Some days, you want to either pull a blanket over your head, crawl under a rock, or -- for the Dungeons & Dragons lovers out there -- deploy your extra-dimensional portable hole and jump into it as fast as you can.

But until then, our prime directive has been to "Keep Calm, and Carry On". And for many a techie out there, that means they'll keep building the coming, immersive world of augmented reality as an adjunct, alternative -- and yes, augmentation -- to the real-reality, and make it better. Or escape from it.

It's also worth noting, coincidentally, that this is the fiftieth anniversary of the Summer of Love in San Francisco. In the excellent new Amazon Studios documentary, "Long Strange Trip", there's a great quote from Jerry Garcia, talking about the inflection point, the moment the 1950s Eisenhower Age of Bobbysoxers and Beatniks gave way to the Peace, Love and Rock-n-Roll of the "Real Sixties":

It was about possibilities; they were in just in
the air. And everybody was also waiting with
this sense that "something is about to happen".
It was just like everybody knew it, everybody
was waiting for this "thing" to happen. And
everybody did what they could to make "it"

### STATED PROBLEM
Please repeat part of the passage word for word. Begin at the words "Some days, you" and stop after "as you can.". Rely on the passage alone.

### STORED RECORDS

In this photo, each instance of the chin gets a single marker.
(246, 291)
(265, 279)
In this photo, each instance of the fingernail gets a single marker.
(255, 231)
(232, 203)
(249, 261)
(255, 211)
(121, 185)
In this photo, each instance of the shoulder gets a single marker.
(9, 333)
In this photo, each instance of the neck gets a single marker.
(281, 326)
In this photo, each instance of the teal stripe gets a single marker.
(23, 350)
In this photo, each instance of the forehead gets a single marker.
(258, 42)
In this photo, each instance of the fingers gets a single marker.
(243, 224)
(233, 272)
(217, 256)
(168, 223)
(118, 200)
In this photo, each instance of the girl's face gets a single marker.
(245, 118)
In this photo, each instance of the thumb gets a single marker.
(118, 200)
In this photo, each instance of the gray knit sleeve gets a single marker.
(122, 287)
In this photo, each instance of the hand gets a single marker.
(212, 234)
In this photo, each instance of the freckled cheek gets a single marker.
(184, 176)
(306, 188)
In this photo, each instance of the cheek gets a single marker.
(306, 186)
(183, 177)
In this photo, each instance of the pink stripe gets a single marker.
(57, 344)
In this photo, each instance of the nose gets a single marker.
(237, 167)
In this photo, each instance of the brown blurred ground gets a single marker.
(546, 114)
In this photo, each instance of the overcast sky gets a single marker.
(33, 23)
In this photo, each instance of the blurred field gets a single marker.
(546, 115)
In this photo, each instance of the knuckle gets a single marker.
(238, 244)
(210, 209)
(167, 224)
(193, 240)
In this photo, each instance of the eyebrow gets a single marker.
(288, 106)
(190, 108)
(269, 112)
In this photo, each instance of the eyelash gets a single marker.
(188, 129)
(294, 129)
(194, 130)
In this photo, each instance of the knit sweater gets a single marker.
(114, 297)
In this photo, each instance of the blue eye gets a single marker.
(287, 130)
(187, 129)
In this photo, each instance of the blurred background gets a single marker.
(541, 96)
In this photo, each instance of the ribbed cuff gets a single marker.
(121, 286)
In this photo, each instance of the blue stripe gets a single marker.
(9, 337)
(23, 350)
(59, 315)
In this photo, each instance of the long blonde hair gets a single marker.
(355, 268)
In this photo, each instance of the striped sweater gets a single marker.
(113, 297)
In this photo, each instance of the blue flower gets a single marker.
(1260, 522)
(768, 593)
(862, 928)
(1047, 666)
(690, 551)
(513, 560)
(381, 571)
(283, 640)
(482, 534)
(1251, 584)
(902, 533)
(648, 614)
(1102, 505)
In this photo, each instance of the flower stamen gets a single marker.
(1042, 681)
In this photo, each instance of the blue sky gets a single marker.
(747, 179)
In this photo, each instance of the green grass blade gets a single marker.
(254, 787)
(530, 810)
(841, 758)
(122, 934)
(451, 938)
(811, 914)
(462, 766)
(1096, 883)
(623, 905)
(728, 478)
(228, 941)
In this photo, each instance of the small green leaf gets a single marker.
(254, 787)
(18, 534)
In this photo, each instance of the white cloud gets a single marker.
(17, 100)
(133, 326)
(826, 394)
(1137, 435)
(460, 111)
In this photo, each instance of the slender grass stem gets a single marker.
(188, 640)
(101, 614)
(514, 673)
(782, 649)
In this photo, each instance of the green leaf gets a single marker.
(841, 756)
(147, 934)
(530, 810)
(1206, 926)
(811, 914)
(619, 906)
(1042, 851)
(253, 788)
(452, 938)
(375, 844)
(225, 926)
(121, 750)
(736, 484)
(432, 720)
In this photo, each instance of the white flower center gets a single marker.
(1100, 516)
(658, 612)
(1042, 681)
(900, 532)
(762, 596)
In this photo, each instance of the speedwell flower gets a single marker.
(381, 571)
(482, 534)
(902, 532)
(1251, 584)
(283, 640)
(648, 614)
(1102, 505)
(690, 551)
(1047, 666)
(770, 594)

### SOLUTION TO THIS EXERCISE
Some days, you want to either pull a blanket over your head, crawl under a rock, or -- for the Dungeons & Dragons lovers out there -- deploy your extra-dimensional portable hole and jump into it as fast as you can.